Ans: When determining the appropriate amount of term insurance coverage, consider several factors to ensure your family's financial security in your absence. Here’s a detailed approach to help you decide the right amount:

Understanding Term Insurance
Term insurance is a pure life insurance product that provides coverage for a specific period. If the insured person passes away during this term, the beneficiaries receive the death benefit. It's an essential part of financial planning, ensuring your family’s financial stability.

Factors to Consider
Income Replacement
Your term insurance should be enough to replace your income for a sufficient period. A general rule of thumb is to have coverage of 10 to 15 times your annual income. This ensures your family can maintain their lifestyle and meet daily expenses.

---*---

> Task to carry out
Answer these questions from the term insurance text:
1. What kind of product does the text say term insurance is?
2. Who receives the death benefit if the insured person passes away during the term?
3. What general rule of thumb does the text give for the amount of coverage?
Use only the term insurance text for your answers.

Point localization data
---*---

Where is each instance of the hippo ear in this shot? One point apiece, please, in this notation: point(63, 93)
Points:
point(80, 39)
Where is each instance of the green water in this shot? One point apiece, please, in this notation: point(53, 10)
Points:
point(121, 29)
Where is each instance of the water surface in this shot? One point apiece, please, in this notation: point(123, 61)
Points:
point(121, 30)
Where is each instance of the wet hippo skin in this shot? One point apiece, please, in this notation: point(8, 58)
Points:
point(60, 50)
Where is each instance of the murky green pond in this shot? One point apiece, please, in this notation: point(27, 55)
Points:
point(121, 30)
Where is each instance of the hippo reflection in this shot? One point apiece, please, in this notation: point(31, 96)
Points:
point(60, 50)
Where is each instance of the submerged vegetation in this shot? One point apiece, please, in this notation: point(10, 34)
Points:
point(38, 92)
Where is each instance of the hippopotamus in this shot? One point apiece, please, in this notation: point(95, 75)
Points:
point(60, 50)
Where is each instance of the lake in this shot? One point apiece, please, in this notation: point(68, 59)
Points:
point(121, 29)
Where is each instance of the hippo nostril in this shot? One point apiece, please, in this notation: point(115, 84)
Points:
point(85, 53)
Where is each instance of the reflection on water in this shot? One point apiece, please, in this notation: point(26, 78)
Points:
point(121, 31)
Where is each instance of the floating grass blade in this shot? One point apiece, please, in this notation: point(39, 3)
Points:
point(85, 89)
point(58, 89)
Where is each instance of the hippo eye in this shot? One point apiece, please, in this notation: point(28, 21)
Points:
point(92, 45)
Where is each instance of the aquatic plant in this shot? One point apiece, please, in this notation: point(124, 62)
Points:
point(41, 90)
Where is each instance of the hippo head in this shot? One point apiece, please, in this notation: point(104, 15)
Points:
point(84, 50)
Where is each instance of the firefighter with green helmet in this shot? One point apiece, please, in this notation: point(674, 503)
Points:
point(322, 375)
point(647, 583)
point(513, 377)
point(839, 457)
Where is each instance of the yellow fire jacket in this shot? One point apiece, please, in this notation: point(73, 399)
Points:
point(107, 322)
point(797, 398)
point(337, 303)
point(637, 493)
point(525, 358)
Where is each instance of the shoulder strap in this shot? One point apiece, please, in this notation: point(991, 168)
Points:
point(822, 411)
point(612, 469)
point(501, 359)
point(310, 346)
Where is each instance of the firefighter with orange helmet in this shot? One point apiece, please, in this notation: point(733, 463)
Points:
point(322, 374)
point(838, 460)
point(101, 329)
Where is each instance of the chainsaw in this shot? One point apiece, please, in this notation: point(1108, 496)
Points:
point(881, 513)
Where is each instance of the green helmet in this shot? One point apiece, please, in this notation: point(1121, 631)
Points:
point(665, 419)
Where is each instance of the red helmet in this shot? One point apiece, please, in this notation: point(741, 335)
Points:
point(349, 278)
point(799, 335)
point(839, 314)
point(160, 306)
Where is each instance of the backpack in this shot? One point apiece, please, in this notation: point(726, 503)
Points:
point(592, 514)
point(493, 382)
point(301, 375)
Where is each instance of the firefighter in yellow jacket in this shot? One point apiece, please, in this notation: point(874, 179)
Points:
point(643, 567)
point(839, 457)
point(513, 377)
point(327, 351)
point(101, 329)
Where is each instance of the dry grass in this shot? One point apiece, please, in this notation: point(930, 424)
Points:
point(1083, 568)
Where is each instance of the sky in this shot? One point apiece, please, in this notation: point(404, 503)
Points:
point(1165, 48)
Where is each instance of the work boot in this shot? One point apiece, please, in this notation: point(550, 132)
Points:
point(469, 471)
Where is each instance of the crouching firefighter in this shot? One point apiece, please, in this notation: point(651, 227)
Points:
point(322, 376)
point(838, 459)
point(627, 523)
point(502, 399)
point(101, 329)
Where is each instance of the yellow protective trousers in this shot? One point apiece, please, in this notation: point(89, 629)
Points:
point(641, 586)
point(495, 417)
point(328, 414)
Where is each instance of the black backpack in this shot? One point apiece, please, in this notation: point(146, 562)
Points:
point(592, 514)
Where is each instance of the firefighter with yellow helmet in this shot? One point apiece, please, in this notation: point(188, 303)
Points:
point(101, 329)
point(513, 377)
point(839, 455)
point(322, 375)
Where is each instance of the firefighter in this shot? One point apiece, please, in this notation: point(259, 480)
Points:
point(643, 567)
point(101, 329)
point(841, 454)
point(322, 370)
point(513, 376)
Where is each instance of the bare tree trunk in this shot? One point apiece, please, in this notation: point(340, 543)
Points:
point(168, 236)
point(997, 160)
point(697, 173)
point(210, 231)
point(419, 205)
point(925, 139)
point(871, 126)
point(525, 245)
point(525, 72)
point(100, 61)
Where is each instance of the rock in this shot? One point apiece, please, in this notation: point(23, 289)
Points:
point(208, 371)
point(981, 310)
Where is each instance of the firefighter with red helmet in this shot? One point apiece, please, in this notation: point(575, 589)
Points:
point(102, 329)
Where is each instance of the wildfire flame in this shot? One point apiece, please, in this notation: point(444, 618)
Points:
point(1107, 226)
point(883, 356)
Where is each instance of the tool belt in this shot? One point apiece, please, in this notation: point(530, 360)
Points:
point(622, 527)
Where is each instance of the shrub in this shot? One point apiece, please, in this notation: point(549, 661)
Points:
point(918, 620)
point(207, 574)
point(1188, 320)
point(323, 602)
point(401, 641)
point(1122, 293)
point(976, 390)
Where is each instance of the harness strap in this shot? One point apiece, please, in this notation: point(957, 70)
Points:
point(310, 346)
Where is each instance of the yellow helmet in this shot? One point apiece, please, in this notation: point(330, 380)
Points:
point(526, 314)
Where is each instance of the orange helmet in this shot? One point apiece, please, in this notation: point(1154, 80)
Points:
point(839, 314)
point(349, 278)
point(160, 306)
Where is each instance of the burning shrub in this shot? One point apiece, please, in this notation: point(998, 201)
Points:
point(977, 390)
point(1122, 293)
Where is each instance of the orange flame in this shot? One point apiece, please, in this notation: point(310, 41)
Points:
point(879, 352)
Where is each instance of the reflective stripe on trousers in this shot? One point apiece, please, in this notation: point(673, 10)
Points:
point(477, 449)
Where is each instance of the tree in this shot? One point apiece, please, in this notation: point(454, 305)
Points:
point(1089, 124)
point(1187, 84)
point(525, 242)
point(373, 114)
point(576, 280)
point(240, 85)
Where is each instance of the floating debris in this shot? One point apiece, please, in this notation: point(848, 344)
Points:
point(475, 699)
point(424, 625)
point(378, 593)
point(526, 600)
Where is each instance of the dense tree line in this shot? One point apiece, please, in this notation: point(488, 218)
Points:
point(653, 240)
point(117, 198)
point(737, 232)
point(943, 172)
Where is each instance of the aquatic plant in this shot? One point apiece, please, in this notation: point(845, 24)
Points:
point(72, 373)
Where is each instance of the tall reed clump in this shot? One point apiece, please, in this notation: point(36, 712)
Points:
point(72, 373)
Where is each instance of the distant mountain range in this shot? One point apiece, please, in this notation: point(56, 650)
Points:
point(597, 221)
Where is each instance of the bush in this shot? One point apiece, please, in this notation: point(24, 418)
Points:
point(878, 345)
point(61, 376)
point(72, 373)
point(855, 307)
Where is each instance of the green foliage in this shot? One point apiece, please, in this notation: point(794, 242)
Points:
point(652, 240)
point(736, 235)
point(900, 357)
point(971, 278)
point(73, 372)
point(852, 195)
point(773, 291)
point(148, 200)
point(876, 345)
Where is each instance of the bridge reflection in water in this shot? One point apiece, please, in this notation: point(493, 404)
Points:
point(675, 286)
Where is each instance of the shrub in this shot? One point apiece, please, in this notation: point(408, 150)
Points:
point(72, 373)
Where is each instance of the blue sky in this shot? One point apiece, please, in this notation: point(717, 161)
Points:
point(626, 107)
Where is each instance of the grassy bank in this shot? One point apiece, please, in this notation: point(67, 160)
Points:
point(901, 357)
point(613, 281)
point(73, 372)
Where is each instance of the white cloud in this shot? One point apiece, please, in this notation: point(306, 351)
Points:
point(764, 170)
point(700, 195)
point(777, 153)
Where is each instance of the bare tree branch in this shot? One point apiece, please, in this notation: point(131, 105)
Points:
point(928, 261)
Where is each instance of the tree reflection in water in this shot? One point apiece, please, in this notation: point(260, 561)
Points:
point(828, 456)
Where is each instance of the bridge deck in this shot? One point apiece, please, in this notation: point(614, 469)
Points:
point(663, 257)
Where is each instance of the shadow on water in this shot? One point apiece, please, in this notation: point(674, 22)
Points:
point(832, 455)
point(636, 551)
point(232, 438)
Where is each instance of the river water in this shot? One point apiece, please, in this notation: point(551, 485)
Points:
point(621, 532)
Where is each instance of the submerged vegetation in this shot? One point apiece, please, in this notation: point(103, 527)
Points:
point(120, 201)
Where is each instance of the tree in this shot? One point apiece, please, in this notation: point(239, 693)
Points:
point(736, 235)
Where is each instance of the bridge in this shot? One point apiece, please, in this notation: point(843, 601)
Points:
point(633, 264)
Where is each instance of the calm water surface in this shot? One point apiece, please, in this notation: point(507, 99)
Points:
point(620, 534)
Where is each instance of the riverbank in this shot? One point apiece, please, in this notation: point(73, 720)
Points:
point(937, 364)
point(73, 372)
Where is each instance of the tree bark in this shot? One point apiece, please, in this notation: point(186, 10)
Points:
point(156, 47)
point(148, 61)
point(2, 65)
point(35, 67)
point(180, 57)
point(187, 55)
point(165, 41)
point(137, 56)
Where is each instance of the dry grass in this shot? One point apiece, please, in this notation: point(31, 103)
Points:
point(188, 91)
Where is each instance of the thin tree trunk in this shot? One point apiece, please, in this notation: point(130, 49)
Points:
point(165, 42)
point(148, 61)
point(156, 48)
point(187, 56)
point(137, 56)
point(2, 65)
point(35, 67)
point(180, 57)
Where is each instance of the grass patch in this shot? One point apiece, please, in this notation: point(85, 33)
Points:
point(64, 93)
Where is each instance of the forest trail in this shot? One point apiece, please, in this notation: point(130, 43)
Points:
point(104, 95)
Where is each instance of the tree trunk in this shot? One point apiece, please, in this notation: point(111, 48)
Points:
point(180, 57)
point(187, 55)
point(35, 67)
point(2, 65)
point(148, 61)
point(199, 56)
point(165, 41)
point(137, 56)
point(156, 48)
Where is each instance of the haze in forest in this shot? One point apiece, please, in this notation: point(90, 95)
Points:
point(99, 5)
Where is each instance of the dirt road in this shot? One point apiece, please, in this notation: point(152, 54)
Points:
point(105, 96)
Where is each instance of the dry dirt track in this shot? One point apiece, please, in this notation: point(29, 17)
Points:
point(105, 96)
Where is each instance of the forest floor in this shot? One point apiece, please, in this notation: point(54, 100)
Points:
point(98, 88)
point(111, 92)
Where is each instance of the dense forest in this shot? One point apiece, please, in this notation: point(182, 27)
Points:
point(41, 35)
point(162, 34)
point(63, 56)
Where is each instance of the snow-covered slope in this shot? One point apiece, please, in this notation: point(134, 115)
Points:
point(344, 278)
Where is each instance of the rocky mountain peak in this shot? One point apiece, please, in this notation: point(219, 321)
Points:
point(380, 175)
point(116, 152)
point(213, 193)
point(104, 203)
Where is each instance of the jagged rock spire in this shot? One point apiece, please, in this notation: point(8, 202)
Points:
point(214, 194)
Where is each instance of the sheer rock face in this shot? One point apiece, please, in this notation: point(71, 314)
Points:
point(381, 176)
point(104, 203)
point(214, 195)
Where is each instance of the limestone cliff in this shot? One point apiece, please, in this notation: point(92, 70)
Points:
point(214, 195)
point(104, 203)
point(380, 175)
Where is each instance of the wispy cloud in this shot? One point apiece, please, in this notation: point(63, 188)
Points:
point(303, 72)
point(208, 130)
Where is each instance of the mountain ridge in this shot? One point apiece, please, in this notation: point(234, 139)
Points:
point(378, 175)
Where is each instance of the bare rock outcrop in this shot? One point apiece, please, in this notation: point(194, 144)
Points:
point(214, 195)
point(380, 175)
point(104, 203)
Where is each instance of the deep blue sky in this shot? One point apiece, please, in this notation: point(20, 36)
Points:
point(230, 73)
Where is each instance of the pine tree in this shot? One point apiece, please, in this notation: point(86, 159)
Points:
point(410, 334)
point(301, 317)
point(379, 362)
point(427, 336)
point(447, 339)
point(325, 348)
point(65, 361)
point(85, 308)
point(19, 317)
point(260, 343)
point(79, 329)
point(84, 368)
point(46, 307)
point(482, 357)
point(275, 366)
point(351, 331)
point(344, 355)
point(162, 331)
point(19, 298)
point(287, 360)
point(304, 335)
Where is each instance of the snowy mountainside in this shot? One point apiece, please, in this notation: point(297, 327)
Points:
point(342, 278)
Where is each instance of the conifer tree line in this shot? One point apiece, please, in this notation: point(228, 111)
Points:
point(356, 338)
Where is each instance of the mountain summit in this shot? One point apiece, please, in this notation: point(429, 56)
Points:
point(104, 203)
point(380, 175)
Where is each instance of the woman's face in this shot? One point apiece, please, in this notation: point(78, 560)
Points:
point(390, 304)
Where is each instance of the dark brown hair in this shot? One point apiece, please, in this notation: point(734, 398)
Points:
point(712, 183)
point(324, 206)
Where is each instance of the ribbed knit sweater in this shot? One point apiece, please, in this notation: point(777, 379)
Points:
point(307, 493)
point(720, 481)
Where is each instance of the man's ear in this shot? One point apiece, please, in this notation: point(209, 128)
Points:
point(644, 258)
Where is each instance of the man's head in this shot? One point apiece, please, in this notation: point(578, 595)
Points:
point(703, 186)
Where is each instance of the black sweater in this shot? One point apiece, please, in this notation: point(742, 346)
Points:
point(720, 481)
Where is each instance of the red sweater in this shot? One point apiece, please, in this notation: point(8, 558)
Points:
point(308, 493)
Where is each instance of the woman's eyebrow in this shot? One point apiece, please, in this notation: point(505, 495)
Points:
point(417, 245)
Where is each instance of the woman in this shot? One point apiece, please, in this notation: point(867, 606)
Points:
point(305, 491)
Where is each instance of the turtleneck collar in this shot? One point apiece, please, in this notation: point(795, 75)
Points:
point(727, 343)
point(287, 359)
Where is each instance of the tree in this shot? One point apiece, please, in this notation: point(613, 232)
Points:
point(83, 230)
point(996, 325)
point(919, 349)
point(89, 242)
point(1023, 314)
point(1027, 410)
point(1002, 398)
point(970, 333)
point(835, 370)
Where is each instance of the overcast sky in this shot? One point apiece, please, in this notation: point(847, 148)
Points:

---*---

> Task answer
1. A pure life insurance product that provides coverage for a specific period.
2. The beneficiaries.
3. Coverage of 10 to 15 times your annual income.